__PROBLEMA__
Conte quantas linhas dos dados abaixo contêm a palavra "yellow", levando em conta maiúsculas e minúsculas. Responda só com o número.

++++++++

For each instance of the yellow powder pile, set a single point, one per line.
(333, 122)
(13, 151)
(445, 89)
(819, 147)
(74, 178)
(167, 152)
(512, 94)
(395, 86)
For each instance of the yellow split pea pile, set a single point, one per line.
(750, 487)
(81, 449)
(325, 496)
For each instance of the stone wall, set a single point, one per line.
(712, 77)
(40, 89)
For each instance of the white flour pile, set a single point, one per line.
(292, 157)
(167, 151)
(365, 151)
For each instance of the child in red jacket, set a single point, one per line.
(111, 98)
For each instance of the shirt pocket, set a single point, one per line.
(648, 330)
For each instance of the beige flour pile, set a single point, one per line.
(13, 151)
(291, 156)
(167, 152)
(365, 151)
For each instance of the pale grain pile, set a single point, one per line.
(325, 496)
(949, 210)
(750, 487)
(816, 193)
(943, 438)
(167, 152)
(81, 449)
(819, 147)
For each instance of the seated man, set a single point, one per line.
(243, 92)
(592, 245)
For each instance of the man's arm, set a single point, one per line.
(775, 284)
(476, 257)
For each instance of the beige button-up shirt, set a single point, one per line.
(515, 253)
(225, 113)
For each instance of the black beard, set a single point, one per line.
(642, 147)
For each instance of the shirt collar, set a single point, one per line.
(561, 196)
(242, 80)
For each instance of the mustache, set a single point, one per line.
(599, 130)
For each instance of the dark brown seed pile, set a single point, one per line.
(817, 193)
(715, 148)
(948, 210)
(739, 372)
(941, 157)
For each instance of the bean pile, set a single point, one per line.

++++++++

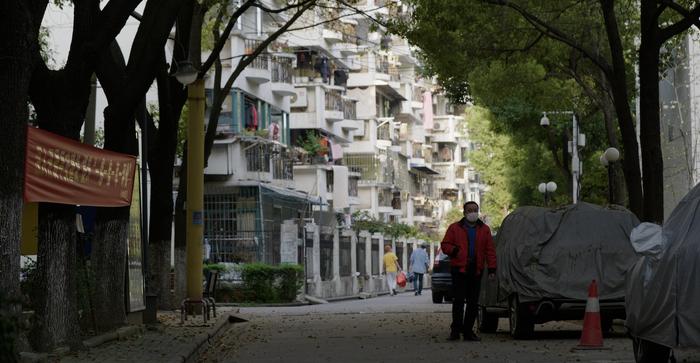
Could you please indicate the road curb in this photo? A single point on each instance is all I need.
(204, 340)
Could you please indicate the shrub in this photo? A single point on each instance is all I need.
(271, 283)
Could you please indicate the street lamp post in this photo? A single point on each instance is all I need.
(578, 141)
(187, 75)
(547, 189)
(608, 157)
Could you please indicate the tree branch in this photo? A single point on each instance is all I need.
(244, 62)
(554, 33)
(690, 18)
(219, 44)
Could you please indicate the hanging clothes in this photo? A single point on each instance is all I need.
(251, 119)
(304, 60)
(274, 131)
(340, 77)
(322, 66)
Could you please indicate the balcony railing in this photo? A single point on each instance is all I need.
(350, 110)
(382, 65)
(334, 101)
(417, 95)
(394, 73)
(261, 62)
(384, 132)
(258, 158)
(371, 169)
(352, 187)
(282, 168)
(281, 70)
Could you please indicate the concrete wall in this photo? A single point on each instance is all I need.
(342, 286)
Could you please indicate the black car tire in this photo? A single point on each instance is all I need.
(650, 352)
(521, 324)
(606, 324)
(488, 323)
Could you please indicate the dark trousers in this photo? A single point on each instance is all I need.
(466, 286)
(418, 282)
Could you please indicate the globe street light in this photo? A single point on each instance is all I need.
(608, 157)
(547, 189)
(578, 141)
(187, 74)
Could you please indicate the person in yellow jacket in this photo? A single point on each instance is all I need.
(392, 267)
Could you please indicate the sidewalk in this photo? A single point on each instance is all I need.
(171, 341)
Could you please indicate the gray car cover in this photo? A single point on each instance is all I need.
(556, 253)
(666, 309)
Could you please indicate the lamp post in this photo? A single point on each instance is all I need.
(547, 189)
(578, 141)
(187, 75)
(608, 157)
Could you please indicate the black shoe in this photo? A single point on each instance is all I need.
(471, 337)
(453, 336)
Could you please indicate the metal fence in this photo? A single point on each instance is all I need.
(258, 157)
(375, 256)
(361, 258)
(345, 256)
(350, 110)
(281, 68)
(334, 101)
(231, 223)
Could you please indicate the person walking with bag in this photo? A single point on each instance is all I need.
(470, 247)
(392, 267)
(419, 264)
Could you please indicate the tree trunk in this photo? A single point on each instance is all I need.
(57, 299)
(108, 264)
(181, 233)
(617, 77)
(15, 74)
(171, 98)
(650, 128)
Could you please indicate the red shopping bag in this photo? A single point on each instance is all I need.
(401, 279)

++++++++

__RESPOSTA__
3